対象テキスト –
監督:ナンニ・モレッティ
キャスト:ナンニ・モレッティ、ラウラ・モランテ、ジャスミン・トリンカ、ジュゼッペ・サンフェリーチェ
製作:2001年、イタリア
精神分析医のジョバンニは、自宅兼診療所で働く家族想いの男。編集者の妻パオラ、娘イレーネ、息子アンドレアと共に幸せに暮らしていた。
そんなある日、患者の一人の症状が悪化し患者の家まで往診することになった。しかし、その日は元気のない息子を励ますためにジョギングする約束だった。そして、往診の日。遠方の患者の家まで出向き往診した後、急いで家路に着くと、息子の死を知らせる訃報を聞かされた・・・。そして悲しみに暮れる家族に亀裂が生じはじめた・・・。
Comment:
イタリアの監督ナンニ・モレッティが主演も務めた感動ドラマ。

課題内容 – 映画紹介の文章を、最後の文の後から書き継ぐこと。 行のデータは、映画紹介とは別の資料である。

データ –

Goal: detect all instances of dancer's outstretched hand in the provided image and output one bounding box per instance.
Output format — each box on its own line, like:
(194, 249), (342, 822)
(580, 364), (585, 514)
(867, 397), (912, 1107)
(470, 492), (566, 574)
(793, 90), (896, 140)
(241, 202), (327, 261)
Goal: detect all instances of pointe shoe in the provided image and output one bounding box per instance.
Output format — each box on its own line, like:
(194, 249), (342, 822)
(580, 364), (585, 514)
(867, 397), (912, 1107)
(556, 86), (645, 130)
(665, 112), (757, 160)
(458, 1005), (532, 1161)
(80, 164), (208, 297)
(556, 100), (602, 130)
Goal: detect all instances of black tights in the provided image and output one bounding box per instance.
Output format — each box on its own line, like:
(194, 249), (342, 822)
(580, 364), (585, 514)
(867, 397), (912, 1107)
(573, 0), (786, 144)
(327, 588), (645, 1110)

解答例 –
家族4人が本当に幸せそうな関係であったがために、息子の死が非常に悲しく写ります。
特に4人でドライブ中に歌を歌うシーンはよかったですね。
アンドレアがテニスでわざと負けた理由は、化石を盗んだことが気になっていたからでしょうか。
それを見間違いと嘘を付き、家族が信じていてくれることに重圧を感じていたのでしょう。
でも、元気がない自分を言葉で励ますのではなく、精一杯明るく振舞う父に本当のことを言えなかったアンドレア。
そんなときに事故で亡くなってしまった父ジョバンニの悲しみは相当なものなのでしょう。
彼は過去を想い出しながら自責の念に駆られます。あの時、往診に行かなければ・・・。
「家族の死」をテーマにした重い作品ですが、父ジョバンニ役のナンニ・モレッティ、妻パオラ役のラウラ・モランテ、娘イレーネ役のジャスミン・トリンカの3人がそれぞれの心理描写を繊細に演じています。
家族の在り方をリアルに描写しているため、映画的要素の面白みには欠けますが、なぜか引き込まれてしまう作品でした。